EXTRACT:
--------------------
If the front seat does not have an active airbag, and it's a modern car, the only significant advantage of placing a child seat in the rear is if it is rear facing or placed in the middle seat. If the vehicle is a compact hatch back, it can actually be more dangerous to have passengers riding in the rear seats, and that includes children, especially in forward facing child seats.

There are currently no crash tests done for higher speed rear end crash protection.


What others have said.

I'm not sure where you're located, but in the US, children up to 4'9" in height, or 13 years of age, must be seated (a site I am associated with) in the back seat. It's the law, and there are fines for not doing so.
--------------------
SHORT EXERCISE 1:
Decide whether each statement agrees with the child seat passage, answering yes or no and quoting the deciding words: (a) No crash tests are currently done for higher speed rear end crash protection. (b) In the US, children up to 13 years of age must ride in the front seat. (c) In a compact hatchback, riding in the rear seats can be more dangerous.

Point annotation records:
--------------------
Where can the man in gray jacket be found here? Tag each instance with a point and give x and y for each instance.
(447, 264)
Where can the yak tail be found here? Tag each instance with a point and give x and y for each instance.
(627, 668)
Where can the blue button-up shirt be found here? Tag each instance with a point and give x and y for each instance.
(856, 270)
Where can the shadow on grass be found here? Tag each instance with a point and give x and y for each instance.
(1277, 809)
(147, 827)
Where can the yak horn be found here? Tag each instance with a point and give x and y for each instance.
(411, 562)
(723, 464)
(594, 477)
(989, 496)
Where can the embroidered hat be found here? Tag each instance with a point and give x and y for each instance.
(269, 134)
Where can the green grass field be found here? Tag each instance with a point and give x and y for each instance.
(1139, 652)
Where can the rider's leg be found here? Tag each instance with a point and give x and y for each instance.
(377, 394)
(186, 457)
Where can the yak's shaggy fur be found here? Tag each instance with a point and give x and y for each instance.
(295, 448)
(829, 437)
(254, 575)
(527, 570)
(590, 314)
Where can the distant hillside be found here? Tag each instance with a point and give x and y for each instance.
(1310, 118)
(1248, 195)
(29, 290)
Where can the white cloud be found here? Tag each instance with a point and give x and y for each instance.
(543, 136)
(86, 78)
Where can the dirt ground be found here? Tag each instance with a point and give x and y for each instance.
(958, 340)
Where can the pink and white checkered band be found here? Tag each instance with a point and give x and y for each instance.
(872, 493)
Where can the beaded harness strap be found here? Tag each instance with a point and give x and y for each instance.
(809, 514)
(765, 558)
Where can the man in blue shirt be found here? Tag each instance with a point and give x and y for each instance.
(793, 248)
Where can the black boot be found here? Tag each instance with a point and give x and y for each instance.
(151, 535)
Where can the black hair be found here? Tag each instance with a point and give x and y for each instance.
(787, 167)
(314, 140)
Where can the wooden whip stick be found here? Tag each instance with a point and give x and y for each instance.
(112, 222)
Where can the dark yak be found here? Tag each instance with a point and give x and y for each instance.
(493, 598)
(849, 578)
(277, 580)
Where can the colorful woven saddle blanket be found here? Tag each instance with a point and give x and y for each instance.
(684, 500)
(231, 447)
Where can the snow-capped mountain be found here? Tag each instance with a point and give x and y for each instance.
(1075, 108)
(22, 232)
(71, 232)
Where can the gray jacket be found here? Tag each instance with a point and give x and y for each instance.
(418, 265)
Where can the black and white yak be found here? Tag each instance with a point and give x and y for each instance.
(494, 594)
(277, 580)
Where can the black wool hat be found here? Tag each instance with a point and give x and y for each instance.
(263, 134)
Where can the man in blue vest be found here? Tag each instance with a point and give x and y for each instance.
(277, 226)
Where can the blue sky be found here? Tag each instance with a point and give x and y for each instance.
--------------------
SHORT EXERCISE 2:
Output the stretch of the records from the line that contains "Where can the embroidered" through the line that contains "(1139, 652)" as a Markdown table with the columns Row and Line, numbering each line and leaving out any blank lines.

CORRECT RESULT 1:
(a) Yes: "There are currently no crash tests done for higher speed rear end crash protection."
(b) No: "children up to 4'9" in height, or 13 years of age, must be seated (a site I am associated with) in the back seat"
(c) Yes: "it can actually be more dangerous to have passengers riding in the rear seats"

CORRECT RESULT 2:
| Row | Line |
|---|---|
| 1 | Where can the embroidered hat be found here? Tag each instance with a point and give x and y for each instance. |
| 2 | (269, 134) |
| 3 | Where can the green grass field be found here? Tag each instance with a point and give x and y for each instance. |
| 4 | (1139, 652) |